## WORK REQUIRED:
Give again exactly the lines that stretch from the one with "Exercise. Point to the bare branch" to the end of the data below, including both of those lines and nothing else.

Records drawn from a dataset

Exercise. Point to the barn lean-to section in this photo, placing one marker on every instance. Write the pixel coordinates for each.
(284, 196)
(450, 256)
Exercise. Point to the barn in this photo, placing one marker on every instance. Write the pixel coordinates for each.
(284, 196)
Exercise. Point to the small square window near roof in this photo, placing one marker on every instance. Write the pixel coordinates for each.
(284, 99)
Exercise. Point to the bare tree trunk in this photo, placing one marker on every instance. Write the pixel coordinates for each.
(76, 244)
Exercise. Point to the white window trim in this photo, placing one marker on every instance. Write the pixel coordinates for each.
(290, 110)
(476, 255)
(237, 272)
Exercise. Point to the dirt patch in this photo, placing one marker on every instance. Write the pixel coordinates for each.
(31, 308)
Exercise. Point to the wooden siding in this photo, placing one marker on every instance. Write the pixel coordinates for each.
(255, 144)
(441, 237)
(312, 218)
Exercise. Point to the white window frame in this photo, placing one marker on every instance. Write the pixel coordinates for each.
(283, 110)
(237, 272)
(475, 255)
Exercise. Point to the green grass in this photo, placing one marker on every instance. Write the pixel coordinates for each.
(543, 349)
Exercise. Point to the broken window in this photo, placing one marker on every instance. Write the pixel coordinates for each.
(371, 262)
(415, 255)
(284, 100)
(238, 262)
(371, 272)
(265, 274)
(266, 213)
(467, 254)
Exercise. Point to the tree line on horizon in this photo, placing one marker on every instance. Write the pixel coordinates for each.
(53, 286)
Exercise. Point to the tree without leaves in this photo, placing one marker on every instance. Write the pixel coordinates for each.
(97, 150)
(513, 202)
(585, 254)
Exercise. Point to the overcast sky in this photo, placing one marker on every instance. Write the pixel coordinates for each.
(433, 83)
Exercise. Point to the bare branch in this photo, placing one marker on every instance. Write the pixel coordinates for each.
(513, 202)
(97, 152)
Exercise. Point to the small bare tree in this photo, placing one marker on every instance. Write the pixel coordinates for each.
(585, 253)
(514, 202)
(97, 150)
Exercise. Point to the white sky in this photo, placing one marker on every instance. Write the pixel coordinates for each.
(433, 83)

## WORKED SOLUTION:
Exercise. Point to the bare branch in this photo, placing one marker on every instance. Write the pixel coordinates for each.
(513, 202)
(97, 152)
Exercise. Point to the small bare tree in this photo, placing one marker on every instance. Write the pixel coordinates for each.
(585, 253)
(514, 202)
(97, 150)
Exercise. Point to the white sky in this photo, placing one marker on every instance. Write the pixel coordinates for each.
(433, 83)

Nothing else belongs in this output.